> Provided data:
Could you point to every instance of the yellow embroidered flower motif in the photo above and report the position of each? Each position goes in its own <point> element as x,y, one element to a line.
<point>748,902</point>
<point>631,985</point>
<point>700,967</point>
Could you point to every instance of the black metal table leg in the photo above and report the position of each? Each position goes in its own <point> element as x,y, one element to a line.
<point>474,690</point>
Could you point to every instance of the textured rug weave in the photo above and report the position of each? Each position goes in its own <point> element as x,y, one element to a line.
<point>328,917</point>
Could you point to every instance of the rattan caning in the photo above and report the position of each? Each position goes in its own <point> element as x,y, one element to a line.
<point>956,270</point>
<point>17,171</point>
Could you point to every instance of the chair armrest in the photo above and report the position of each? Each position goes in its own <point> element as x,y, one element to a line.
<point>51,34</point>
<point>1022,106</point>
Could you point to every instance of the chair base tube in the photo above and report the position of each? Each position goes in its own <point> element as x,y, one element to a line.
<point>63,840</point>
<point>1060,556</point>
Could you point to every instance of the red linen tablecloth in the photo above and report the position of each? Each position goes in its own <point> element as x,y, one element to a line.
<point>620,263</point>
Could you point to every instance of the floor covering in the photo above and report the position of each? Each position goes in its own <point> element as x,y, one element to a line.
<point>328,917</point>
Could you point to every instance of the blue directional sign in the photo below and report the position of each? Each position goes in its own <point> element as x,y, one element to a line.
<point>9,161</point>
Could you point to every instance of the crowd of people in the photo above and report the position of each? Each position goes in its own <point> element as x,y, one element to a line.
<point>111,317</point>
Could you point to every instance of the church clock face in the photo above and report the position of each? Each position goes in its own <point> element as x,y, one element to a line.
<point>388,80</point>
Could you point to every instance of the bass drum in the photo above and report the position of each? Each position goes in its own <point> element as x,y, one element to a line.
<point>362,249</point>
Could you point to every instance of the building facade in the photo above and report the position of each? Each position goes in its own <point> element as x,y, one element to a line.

> Written problem: Format each line of the entries above as a Markdown table with two columns, No. and Line. Number the rows in order and leave out blank lines.

> Result of this task:
| No. | Line |
|---|---|
| 1 | Could you point to every instance of the yellow embroidered flower motif in the photo above and report the position of each? Each position goes in its own <point> element as x,y, one element to a line. |
| 2 | <point>748,902</point> |
| 3 | <point>631,985</point> |
| 4 | <point>700,967</point> |
| 5 | Could you point to every instance of the black metal table leg in the photo above and report the position of each? Each position goes in its own <point> element as x,y, one element to a line. |
| 6 | <point>474,690</point> |
| 7 | Could you point to every instance of the textured rug weave in the photo above and report the position of each? Each position goes in its own <point> element as x,y, one element to a line. |
| 8 | <point>328,917</point> |
| 9 | Could you point to every instance of the rattan caning in the photo above and report the position of each? Each position goes in its own <point> element as x,y, one element to a line. |
| 10 | <point>956,270</point> |
| 11 | <point>17,171</point> |
| 12 | Could you point to every instance of the chair armrest in the photo above and report the position of each? Each position goes in its own <point> element as x,y, one element to a line. |
| 13 | <point>51,34</point> |
| 14 | <point>1022,106</point> |
| 15 | Could you point to every instance of the chair base tube in the photo above and report the position of each? Each position goes in its own <point> element as x,y, one element to a line. |
| 16 | <point>63,840</point> |
| 17 | <point>1060,556</point> |
| 18 | Could you point to every instance of the red linen tablecloth in the photo above and report the position of each? Each position goes in its own <point> element as x,y, one element to a line. |
| 19 | <point>620,263</point> |
| 20 | Could you point to every instance of the floor covering in the photo above and report the position of each? Each position goes in its own <point> element as x,y, one element to a line. |
| 21 | <point>328,917</point> |
| 22 | Could you point to every instance of the blue directional sign in the photo below and report the position of each? Each position goes in its own <point> element as x,y, one element to a line. |
| 23 | <point>9,161</point> |
| 24 | Could you point to every instance of the crowd of people in the photo above and report the position of each? Each position goes in its own <point> element as x,y, one element to a line. |
| 25 | <point>111,317</point> |
| 26 | Could you point to every instance of the church clock face in the photo above and report the position of each? Each position goes in its own <point> element as x,y, one element to a line. |
| 27 | <point>388,80</point> |
| 28 | Could you point to every instance of the bass drum in the photo above and report the position of each? Each position goes in its own <point> element as x,y, one element to a line. |
| 29 | <point>362,249</point> |
| 30 | Could you point to every instance of the building facade in the photo above and report the position of each? Each position goes in its own <point> element as x,y, one element to a line. |